## TASK DETAILS
Please gather every line of the rows below that contains the word "cheese", and copy each such line in full. Case counts, so a line matches only if the letters agree in case.

━━━━━ THE RECORDS

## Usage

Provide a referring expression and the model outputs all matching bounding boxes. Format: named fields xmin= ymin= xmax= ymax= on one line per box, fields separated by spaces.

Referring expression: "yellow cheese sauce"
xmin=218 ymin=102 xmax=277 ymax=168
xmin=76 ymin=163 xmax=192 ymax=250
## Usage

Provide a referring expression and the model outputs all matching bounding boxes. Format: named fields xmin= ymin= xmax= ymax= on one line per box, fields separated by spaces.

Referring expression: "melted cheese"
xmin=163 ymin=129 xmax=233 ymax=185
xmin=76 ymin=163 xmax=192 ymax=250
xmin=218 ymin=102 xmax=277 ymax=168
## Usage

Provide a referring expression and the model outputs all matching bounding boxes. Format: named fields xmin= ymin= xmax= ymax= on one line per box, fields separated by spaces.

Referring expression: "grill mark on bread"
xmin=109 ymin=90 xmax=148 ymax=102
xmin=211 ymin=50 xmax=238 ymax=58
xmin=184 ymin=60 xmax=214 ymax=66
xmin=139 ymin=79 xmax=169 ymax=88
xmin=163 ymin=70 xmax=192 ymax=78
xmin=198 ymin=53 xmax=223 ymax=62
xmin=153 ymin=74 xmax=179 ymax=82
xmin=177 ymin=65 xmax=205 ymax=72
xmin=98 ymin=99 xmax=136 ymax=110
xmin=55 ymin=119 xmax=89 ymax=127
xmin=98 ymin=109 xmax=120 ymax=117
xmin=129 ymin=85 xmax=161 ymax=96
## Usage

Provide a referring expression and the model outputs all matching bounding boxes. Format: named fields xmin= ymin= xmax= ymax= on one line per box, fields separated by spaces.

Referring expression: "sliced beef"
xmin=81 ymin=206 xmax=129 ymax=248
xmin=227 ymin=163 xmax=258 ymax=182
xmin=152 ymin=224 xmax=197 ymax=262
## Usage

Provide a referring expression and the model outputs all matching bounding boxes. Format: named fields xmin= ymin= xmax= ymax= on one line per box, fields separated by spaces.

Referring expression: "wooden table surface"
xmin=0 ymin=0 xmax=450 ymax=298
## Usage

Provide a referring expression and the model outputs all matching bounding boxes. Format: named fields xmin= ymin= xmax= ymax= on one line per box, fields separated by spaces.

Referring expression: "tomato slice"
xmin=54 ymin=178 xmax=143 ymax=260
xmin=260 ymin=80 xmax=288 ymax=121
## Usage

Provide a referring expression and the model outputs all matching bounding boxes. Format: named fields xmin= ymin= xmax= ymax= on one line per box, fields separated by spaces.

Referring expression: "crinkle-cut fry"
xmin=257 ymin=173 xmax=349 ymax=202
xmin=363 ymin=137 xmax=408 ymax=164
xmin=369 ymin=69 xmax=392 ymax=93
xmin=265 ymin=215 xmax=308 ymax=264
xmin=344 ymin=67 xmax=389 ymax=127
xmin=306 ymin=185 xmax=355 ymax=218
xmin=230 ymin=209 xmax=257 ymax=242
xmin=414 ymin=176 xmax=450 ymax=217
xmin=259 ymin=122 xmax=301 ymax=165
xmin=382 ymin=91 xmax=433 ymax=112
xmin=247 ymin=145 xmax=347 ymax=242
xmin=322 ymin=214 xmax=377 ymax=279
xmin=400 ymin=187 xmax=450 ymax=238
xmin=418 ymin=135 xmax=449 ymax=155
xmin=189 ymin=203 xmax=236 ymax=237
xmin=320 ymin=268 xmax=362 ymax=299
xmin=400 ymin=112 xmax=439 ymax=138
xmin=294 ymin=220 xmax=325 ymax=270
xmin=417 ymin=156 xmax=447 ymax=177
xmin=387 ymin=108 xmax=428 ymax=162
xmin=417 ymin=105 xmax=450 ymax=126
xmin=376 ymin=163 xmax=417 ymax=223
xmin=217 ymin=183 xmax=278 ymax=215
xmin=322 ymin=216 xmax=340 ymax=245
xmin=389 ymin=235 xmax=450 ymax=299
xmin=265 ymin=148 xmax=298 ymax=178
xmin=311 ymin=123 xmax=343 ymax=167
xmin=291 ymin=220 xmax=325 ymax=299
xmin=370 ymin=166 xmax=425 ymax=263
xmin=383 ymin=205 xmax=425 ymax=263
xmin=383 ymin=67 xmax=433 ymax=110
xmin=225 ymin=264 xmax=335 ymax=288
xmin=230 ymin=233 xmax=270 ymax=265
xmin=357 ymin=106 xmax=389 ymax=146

━━━━━━━━━━

## TASK OUTPUT
Referring expression: "yellow cheese sauce"
Referring expression: "melted cheese"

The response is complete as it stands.